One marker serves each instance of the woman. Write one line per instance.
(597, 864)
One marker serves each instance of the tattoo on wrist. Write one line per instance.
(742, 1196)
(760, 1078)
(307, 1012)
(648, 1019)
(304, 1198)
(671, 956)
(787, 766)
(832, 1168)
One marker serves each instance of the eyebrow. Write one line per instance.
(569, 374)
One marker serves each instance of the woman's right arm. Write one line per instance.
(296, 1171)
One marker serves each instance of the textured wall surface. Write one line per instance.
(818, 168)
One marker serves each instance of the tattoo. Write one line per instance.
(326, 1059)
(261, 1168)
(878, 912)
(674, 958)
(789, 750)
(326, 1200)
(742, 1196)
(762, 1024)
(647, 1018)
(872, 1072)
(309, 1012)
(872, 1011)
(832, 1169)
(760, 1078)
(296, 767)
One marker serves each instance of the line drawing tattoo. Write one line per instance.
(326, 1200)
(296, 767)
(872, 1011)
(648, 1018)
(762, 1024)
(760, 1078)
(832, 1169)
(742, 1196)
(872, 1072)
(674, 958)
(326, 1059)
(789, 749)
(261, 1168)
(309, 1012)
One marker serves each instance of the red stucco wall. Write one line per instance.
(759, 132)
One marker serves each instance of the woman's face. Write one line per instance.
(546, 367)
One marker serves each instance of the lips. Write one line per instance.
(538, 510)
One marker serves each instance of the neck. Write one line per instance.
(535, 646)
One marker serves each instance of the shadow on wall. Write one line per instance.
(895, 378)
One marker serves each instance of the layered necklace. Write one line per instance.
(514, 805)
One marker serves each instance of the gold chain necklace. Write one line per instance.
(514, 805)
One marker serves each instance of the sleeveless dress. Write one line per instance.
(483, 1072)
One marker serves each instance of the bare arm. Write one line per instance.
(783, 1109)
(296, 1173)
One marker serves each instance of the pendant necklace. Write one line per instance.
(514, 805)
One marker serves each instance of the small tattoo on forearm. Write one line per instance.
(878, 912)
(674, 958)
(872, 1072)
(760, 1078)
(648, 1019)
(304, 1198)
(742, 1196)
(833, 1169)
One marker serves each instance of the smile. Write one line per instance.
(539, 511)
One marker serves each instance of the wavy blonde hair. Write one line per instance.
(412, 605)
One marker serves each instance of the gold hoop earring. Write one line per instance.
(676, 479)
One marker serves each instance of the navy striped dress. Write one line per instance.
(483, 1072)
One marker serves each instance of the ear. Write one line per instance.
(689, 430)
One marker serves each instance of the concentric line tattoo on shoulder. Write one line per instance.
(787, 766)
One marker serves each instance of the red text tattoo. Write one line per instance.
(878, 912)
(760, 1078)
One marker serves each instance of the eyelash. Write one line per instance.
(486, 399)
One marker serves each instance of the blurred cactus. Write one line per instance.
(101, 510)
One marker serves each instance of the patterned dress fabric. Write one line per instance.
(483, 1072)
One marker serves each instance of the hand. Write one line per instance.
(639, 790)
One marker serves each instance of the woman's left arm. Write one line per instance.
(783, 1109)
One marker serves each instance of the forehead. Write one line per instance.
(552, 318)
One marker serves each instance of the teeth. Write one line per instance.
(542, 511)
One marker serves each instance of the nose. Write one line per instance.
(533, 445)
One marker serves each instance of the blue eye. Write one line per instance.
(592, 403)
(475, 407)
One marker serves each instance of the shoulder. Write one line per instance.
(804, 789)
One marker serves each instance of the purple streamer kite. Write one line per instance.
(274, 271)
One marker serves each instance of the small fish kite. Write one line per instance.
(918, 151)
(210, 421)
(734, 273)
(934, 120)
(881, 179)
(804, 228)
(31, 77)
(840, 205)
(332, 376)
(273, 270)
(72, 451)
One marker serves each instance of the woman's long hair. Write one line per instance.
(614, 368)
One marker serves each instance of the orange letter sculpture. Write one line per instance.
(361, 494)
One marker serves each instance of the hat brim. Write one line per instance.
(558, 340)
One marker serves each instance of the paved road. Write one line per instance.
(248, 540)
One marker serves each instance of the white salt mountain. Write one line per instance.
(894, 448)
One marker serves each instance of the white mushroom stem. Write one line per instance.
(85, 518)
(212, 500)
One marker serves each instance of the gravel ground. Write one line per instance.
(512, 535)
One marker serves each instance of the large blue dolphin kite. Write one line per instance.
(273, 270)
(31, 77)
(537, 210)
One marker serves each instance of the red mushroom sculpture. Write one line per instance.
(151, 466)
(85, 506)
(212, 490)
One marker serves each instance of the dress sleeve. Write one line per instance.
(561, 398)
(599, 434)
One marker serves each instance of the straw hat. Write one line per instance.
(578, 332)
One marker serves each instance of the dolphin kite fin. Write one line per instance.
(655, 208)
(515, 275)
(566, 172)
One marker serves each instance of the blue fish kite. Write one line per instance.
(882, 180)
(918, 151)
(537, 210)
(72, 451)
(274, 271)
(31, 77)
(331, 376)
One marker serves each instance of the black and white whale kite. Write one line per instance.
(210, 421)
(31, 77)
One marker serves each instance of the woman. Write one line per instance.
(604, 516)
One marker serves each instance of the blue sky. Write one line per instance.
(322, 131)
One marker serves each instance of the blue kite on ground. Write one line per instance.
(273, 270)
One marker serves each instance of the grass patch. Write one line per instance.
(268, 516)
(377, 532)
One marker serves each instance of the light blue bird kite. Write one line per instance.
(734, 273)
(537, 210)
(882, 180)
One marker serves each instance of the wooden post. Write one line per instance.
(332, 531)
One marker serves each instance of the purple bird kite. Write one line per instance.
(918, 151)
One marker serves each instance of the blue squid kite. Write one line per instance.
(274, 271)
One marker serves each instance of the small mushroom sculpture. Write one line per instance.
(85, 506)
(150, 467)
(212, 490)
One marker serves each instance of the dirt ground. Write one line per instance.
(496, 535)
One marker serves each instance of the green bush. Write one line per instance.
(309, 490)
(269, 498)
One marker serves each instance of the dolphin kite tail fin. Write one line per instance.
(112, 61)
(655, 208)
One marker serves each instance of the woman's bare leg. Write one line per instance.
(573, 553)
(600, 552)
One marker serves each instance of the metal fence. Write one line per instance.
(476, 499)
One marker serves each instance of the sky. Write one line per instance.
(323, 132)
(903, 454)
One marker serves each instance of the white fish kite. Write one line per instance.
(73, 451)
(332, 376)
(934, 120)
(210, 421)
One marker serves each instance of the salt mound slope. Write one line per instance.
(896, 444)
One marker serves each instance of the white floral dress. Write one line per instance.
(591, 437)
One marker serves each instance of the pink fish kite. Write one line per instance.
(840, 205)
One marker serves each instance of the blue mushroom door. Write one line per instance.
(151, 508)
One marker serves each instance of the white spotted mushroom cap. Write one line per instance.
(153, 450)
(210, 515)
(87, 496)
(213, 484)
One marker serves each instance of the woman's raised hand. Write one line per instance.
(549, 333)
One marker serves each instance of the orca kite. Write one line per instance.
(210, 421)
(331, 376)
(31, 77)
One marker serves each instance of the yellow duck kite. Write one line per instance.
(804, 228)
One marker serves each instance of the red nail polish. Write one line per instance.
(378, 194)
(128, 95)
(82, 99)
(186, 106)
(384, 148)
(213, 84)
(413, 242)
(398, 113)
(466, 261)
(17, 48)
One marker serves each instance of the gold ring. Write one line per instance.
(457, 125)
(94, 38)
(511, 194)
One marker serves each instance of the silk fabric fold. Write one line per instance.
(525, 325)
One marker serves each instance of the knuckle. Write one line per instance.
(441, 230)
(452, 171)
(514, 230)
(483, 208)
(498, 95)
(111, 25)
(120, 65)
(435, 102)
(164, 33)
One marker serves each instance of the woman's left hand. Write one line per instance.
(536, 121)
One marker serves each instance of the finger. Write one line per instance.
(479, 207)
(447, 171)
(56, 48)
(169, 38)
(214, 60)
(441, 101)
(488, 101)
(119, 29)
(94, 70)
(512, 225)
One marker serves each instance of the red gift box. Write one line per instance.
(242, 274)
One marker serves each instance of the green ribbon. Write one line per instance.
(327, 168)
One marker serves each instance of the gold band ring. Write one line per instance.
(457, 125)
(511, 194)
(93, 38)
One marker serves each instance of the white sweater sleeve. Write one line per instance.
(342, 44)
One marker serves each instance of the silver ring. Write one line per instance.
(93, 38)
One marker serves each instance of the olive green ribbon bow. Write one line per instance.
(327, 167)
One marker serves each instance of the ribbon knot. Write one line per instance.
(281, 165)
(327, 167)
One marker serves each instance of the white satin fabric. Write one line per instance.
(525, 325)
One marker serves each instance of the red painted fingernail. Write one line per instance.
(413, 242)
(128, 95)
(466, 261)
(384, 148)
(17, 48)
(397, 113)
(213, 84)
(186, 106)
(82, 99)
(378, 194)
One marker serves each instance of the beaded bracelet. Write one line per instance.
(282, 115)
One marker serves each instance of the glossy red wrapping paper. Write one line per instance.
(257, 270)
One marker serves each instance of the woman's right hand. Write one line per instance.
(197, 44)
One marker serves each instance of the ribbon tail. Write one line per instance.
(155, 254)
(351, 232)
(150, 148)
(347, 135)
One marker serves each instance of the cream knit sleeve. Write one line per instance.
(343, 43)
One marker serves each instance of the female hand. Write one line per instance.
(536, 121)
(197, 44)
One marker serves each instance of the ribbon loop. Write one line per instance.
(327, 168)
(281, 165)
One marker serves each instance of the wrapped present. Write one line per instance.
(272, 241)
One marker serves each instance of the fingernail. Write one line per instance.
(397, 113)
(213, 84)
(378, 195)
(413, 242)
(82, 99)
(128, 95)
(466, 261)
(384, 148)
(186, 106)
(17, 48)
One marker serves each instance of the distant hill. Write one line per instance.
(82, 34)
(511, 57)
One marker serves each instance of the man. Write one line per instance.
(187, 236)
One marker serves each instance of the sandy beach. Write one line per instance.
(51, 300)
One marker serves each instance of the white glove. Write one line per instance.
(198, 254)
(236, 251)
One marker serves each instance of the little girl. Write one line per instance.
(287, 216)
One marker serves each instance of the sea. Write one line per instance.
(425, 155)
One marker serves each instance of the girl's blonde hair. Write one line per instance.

## WHAT YOU HAVE TO DO
Reproduce the material from the line containing "One marker serves each instance of the cream" through its final line, inclusive, offsetting every coordinate in the answers by -69 and keeping all other lines unchanged.

## RESULT OF THIS EXERCISE
One marker serves each instance of the cream knit sleeve. Write one line per instance.
(274, -26)
One marker serves each instance of the female hand. Write one line per instance.
(467, 52)
(128, -25)
One marker serves each instance of the ribbon loop. Write one line per instance.
(258, 99)
(212, 96)
One marker serves each instance of the wrapped present. Write one line per instance.
(203, 172)
One marker serves each instance of the fingernail. Write one line per instance.
(328, 44)
(144, 15)
(309, 126)
(344, 173)
(13, 30)
(59, 26)
(397, 192)
(315, 79)
(117, 37)
(-52, -21)
One marker serves each instance of the distant hill. Write one line per instance.
(13, -35)
(442, -12)
One marker serves each instance of the man. Write one line per instance.
(118, 167)
One marker serves each instance of the sandy beach. Write one line per instance.
(-18, 231)
One marker serves each instance of the white glove. Write one line per instance.
(129, 185)
(167, 182)
One marker serves each instance of the little girl. Write one line per instance.
(218, 147)
One marker serves each instance of the sea. Write one line per instance.
(356, 86)
One marker serves each instance of the girl's blonde hair. Write one line per instance.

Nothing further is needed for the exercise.